__TASK DIRECTIONS__.
Extract every line of the records below that contains the word "concrete", and copy each such line in full. Case counts when matching.

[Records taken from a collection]
---+---
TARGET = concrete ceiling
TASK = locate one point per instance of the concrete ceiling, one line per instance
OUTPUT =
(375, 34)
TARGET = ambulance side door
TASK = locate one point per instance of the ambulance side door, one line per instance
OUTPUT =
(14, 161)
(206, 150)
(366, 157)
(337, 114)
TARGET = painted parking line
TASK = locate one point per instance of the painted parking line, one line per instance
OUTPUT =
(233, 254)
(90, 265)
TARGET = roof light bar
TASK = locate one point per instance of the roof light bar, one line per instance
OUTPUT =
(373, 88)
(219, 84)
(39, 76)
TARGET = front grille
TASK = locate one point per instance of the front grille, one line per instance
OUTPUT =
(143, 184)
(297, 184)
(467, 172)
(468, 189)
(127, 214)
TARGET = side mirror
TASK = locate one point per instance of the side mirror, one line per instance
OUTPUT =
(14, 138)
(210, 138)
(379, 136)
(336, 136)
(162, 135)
---+---
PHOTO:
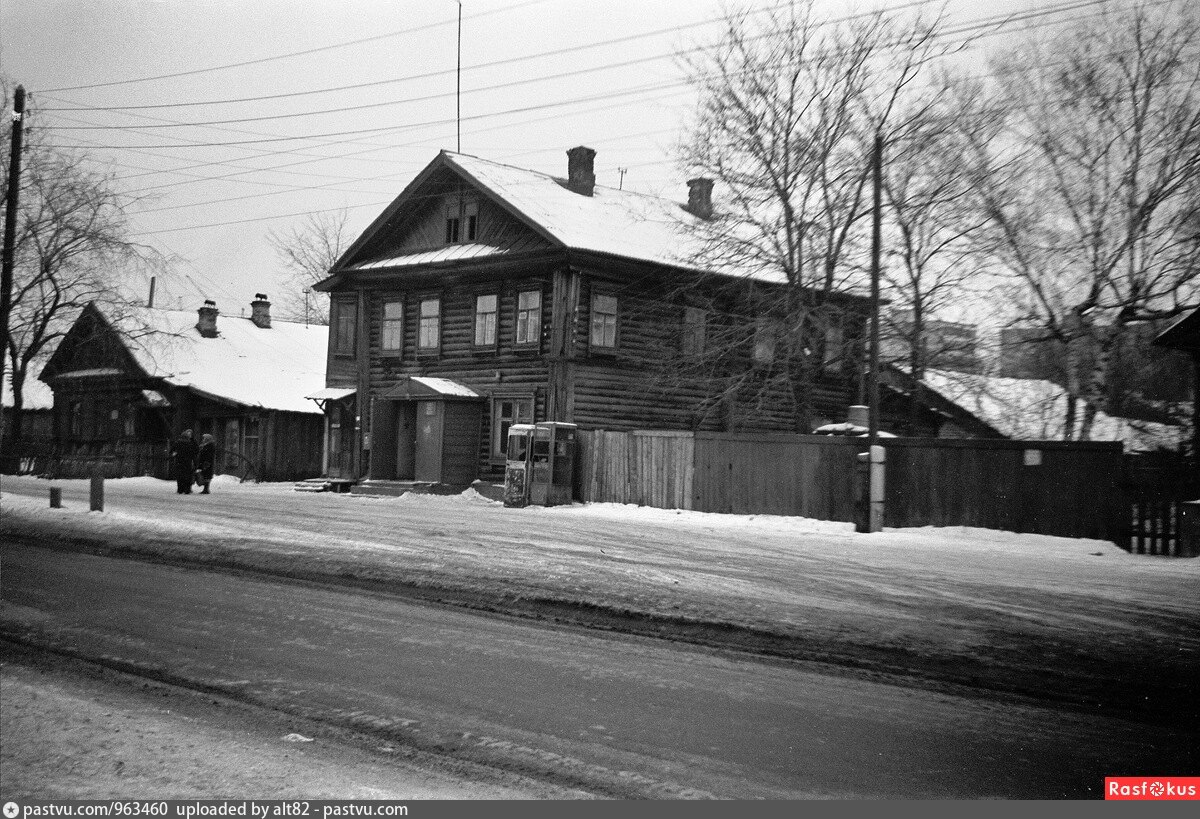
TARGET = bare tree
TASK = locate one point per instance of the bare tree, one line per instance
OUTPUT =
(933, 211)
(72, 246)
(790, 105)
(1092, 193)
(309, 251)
---+---
__WORKED ANSWER__.
TARGET = concrete ceiling
TASK = locate one point per instance of the concrete ceiling, one line per instance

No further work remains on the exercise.